[[ Data for review open ]]

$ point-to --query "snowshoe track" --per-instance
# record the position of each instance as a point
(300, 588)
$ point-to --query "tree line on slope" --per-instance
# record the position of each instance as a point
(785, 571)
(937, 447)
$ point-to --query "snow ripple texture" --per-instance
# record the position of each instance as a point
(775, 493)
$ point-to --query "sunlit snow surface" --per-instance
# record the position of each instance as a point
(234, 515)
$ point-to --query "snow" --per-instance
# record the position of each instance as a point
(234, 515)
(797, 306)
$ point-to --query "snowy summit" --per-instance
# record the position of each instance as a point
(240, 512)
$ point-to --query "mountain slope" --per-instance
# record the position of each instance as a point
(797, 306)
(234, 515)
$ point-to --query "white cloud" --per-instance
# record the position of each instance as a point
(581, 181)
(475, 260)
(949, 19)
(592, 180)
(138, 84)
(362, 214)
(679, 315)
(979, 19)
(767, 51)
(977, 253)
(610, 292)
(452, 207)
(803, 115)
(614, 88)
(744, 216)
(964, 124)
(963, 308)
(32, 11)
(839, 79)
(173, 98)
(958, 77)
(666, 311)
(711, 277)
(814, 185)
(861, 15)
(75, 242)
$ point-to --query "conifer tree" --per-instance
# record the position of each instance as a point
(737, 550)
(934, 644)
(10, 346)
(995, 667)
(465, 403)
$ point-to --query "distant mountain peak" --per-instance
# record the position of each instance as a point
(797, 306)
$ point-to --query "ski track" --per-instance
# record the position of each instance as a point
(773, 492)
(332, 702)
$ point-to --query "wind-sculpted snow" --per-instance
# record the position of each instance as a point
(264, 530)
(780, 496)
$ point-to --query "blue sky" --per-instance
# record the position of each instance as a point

[[ Data for review closed ]]
[[ Data for review open ]]

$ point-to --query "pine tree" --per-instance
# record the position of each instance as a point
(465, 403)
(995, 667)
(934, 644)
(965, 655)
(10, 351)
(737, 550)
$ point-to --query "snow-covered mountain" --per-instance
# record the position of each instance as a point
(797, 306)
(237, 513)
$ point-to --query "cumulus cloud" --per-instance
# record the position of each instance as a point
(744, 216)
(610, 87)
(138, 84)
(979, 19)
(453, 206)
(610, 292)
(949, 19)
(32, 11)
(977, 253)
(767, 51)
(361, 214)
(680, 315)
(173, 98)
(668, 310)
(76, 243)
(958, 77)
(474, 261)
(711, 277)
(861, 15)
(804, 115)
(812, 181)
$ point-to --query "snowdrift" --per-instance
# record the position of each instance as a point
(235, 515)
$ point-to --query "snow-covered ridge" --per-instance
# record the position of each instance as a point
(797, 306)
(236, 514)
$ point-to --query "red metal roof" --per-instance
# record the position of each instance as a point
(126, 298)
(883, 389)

[[ Data for review closed ]]
[[ Data for review open ]]

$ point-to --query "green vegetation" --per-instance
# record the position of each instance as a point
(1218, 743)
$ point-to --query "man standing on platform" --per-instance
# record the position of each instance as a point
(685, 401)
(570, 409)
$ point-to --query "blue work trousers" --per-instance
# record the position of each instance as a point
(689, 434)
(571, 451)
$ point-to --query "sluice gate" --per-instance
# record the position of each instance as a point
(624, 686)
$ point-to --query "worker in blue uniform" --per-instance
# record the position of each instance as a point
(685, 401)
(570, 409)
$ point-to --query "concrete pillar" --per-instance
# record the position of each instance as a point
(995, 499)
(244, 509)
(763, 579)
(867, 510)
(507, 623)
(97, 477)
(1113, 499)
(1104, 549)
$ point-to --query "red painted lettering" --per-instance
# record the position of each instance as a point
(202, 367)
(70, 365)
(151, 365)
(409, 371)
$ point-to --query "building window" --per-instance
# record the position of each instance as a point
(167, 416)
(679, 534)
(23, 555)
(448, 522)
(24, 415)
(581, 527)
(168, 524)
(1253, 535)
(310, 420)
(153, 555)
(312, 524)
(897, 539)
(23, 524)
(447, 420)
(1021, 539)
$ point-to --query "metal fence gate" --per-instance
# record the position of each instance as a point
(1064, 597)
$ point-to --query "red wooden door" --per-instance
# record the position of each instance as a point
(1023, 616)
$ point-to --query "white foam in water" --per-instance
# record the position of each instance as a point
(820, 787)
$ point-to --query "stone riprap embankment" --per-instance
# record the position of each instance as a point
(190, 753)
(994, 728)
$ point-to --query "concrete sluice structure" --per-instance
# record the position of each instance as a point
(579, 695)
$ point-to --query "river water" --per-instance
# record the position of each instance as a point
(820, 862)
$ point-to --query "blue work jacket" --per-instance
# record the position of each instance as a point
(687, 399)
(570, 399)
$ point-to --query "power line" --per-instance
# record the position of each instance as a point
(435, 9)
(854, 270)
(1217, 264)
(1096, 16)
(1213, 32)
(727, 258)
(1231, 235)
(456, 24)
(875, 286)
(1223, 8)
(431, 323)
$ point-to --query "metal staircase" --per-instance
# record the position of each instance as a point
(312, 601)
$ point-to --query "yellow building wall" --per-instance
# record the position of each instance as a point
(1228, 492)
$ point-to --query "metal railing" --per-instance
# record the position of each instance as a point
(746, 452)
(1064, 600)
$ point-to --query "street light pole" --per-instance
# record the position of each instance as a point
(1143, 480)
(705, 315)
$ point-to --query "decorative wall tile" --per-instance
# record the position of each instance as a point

[[ Data for review closed ]]

| Aim of the task |
From the records above, show each line that contains the word "metal".

| Output |
$ point-to --query "red metal roof" --per-instance
$ point-to --query "metal fence gate" --per-instance
$ point-to --query "metal staircase" --per-instance
$ point-to --query "metal railing" --per-instance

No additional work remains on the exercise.